- **Data under study**
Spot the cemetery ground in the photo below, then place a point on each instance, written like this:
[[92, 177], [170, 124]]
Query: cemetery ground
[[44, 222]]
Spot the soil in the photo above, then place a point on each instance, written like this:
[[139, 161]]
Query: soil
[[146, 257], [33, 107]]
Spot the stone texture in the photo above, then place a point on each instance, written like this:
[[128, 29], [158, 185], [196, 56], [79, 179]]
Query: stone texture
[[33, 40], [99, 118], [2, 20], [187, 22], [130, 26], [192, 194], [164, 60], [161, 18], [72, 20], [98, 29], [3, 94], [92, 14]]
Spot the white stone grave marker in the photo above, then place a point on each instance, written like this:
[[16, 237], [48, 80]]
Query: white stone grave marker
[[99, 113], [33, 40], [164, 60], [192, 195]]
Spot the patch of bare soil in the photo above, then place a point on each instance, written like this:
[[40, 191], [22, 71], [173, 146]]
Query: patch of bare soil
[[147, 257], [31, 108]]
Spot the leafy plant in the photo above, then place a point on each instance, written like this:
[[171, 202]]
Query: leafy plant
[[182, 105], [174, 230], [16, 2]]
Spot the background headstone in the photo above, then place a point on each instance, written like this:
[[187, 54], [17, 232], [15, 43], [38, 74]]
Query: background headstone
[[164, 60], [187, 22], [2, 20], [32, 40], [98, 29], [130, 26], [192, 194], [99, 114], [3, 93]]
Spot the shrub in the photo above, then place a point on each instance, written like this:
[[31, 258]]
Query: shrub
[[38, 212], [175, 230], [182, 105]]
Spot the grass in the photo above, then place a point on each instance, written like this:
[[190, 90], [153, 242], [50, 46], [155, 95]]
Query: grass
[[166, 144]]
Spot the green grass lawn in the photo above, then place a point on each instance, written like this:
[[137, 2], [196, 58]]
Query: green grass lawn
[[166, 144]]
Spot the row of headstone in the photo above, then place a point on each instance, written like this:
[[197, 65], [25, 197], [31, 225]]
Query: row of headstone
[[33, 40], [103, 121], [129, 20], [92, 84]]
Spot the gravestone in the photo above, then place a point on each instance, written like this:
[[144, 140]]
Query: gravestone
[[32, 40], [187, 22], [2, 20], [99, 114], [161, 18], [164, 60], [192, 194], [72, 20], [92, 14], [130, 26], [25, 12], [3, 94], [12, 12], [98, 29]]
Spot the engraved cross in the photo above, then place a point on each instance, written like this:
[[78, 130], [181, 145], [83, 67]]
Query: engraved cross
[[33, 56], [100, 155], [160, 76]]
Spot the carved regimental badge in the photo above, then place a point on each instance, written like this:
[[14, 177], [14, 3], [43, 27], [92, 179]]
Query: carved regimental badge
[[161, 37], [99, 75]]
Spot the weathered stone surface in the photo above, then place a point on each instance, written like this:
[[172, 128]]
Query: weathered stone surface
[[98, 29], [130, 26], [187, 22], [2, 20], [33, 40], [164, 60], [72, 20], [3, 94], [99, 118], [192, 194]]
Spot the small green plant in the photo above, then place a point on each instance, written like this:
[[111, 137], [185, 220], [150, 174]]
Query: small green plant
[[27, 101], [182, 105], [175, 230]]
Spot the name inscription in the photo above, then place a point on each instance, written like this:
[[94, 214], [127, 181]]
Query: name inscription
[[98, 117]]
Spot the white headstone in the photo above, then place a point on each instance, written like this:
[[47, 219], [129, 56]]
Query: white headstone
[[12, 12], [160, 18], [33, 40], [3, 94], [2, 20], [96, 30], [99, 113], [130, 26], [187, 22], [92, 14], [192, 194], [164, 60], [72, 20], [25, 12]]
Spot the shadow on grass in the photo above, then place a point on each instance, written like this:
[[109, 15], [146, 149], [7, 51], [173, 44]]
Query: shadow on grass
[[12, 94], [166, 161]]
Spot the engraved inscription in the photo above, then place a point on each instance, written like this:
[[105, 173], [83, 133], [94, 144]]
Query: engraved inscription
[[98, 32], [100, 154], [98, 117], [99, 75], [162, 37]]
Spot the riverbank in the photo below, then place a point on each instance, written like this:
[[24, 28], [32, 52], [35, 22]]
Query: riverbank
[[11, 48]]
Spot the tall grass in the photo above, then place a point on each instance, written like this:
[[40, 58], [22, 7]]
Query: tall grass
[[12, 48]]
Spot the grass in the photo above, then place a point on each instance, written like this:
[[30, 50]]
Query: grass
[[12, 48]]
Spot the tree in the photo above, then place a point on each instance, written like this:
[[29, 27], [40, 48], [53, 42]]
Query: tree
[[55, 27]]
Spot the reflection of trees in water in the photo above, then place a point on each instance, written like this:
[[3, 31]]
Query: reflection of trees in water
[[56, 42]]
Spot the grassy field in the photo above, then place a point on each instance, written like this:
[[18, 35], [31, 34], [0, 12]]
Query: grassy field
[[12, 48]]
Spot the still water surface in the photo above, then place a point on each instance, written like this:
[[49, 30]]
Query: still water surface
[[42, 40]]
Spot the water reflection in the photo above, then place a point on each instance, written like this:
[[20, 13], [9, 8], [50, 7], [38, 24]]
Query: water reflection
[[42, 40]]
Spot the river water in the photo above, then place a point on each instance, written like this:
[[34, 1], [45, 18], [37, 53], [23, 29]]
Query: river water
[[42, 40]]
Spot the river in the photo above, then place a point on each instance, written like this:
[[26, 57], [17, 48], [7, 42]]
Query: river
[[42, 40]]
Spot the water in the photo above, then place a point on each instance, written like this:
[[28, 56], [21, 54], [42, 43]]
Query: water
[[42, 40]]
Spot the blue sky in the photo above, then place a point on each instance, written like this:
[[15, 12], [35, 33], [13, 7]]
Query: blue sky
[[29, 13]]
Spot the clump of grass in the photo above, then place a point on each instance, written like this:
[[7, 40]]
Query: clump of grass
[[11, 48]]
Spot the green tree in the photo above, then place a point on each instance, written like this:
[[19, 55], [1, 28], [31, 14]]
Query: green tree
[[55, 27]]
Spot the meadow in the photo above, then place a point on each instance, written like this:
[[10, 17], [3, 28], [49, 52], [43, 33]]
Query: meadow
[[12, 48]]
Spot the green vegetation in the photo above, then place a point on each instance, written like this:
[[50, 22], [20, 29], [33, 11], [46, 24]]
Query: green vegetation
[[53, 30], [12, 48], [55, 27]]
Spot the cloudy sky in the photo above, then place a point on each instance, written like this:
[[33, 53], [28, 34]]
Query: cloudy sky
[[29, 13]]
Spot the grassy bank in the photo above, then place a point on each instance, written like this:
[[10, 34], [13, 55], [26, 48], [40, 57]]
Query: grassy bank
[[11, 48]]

- **Activity**
All records should be written out again exactly as given.

- **Worked solution**
Spot the cemetery ground in the photo below, then place a point on each instance, written like this:
[[92, 177], [170, 124]]
Query: cemetery ground
[[44, 222]]
Spot the soil in the photo above, then place a point on each instance, written like this:
[[139, 161]]
Query: soil
[[146, 257], [33, 107]]
Spot the stone texture in the photo above, then place a point on each instance, written like this:
[[128, 29], [158, 185], [196, 56], [79, 179]]
Query: stone texture
[[33, 40], [99, 118], [2, 20], [187, 22], [130, 26], [192, 194], [164, 60], [161, 18], [72, 20], [98, 29], [3, 94], [92, 14]]
Spot the white stone grave marker in the photo above, then place a point on each instance, written like this:
[[16, 237], [48, 80]]
Query: white stone grave marker
[[99, 113], [33, 40], [164, 60], [192, 195]]
Spot the patch of bare soil in the photo above, then place a point on each instance, written like this:
[[40, 191], [22, 71], [173, 146]]
Query: patch of bare soil
[[147, 257], [31, 108]]
Spot the leafy plant in the photo above, then place a point on each instance, written like this:
[[171, 202]]
Query: leafy plant
[[182, 105], [174, 230], [16, 2]]
Spot the background headstone in the photo above, then place a point on each instance, written like this:
[[187, 54], [17, 232], [15, 43], [38, 74]]
Query: background headstone
[[164, 60], [187, 22], [2, 20], [32, 40], [98, 29], [130, 26], [192, 194], [99, 114], [3, 93]]
Spot the shrub in the photo above, then place a point on each instance, written like this:
[[31, 258]]
Query: shrub
[[38, 212], [175, 230], [182, 105]]
Spot the grass in the photo above, then place a point on each instance, written like this:
[[190, 90], [153, 242], [50, 46], [155, 95]]
Query: grass
[[166, 144]]
Spot the green grass lawn in the photo above, then place a point on each instance, written like this:
[[137, 2], [196, 58]]
Query: green grass lawn
[[166, 144]]
Spot the row of headstone in the photo above, then place a point on each instance, written like this:
[[197, 65], [25, 197], [31, 225]]
Query: row of headstone
[[33, 40], [103, 121], [129, 20], [92, 84]]
Spot the gravestone in the photo above, then place a point on each instance, written like this:
[[144, 140]]
Query: gravestone
[[32, 40], [187, 22], [2, 20], [99, 114], [161, 18], [164, 60], [192, 194], [72, 20], [92, 14], [130, 26], [25, 12], [3, 94], [12, 12], [98, 29]]
Spot the engraved cross in the photo above, then place a point on each instance, written like this:
[[78, 130], [181, 145], [83, 67]]
Query: engraved cross
[[33, 56], [100, 155], [160, 76]]
Spot the carved regimental badge in the photo above, then place a point on each instance, written like this:
[[14, 177], [14, 3], [43, 27], [92, 179]]
Query: carved regimental badge
[[161, 37], [99, 75]]
Spot the weathered stone surface in the photo above, then place a point on each instance, written like this:
[[172, 128]]
Query: weathered stone surface
[[98, 29], [130, 26], [187, 22], [2, 20], [33, 40], [164, 60], [72, 20], [3, 94], [99, 118], [192, 194]]
Spot the small green plant in the photo above, then place a point on each instance, written like this:
[[111, 137], [185, 220], [150, 174]]
Query: small green plant
[[27, 101], [182, 105], [175, 230]]
Spot the name inscription in the photo above, then place a point on each instance, written like this:
[[94, 214], [127, 181]]
Query: name inscription
[[98, 117]]
Spot the white headstone in the photo above, then place a point on each instance, written like this:
[[47, 219], [129, 56]]
Query: white headstone
[[12, 12], [160, 18], [33, 40], [3, 94], [2, 20], [96, 30], [99, 113], [130, 26], [187, 22], [92, 14], [192, 194], [164, 60], [72, 20], [25, 12]]
Spot the shadow on grass in the photo above, then place a point on each instance, written like this:
[[109, 15], [146, 149], [7, 51], [173, 44]]
Query: shadow on grass
[[12, 94], [166, 161]]
Spot the engraved inscription in the photo above, then place a point on each instance, written like this:
[[105, 173], [83, 133], [94, 144]]
Query: engraved inscription
[[98, 32], [100, 154], [98, 117], [99, 75], [162, 37]]
Spot the riverbank in the photo below, then place a point on each instance, written like this:
[[24, 28], [32, 52], [35, 22]]
Query: riverbank
[[11, 48]]
Spot the tall grass in the photo above, then place a point on each instance, written like this:
[[40, 58], [22, 7]]
Query: tall grass
[[12, 48]]
Spot the grass in the photo above, then place a point on each instance, written like this:
[[30, 50]]
Query: grass
[[12, 48]]
Spot the tree in the photo above, then place a point on each instance, written like this:
[[29, 27], [40, 48], [53, 42]]
Query: tree
[[55, 27]]
Spot the reflection of trees in water in the photo above, then place a point on each instance, written like this:
[[3, 31]]
Query: reflection of trees in water
[[56, 42]]
Spot the grassy field in the photo above, then place a point on each instance, written like this:
[[18, 35], [31, 34], [0, 12]]
Query: grassy field
[[12, 48]]
Spot the still water surface in the photo above, then place a point on each instance, written like this:
[[49, 30]]
Query: still water surface
[[42, 40]]
Spot the water reflection in the photo above, then place a point on each instance, written like this:
[[20, 13], [9, 8], [50, 7], [38, 24]]
Query: water reflection
[[42, 40]]
Spot the river water in the photo above, then place a point on each instance, written like this:
[[34, 1], [45, 18], [37, 53], [23, 29]]
Query: river water
[[42, 40]]
Spot the river in the photo above, then place a point on each instance, written like this:
[[26, 57], [17, 48], [7, 42]]
Query: river
[[42, 40]]
Spot the water in the photo above, then place a point on each instance, written like this:
[[28, 56], [21, 54], [42, 43]]
Query: water
[[42, 40]]
Spot the blue sky in the photo above, then place a point on each instance, written like this:
[[15, 12], [35, 33], [13, 7]]
Query: blue sky
[[29, 13]]
Spot the clump of grass in the photo above, then place a point on each instance, written like this:
[[7, 40]]
Query: clump of grass
[[11, 48]]
Spot the green tree in the photo above, then place a point on each instance, written like this:
[[19, 55], [1, 28], [31, 14]]
Query: green tree
[[55, 27]]
Spot the meadow in the photo above, then place a point on each instance, written like this:
[[10, 17], [3, 28], [49, 52], [43, 33]]
Query: meadow
[[12, 48]]
Spot the green vegetation in the photo above, then place a point on each instance, written like this:
[[50, 22], [20, 29], [33, 11], [46, 24]]
Query: green vegetation
[[53, 30], [12, 48], [55, 27]]
Spot the cloudy sky in the photo above, then place a point on each instance, written like this:
[[33, 53], [28, 34]]
Query: cloudy sky
[[29, 13]]
Spot the grassy bank in the photo above, then place a point on each instance, written like this:
[[10, 34], [13, 55], [26, 48], [40, 57]]
Query: grassy bank
[[11, 48]]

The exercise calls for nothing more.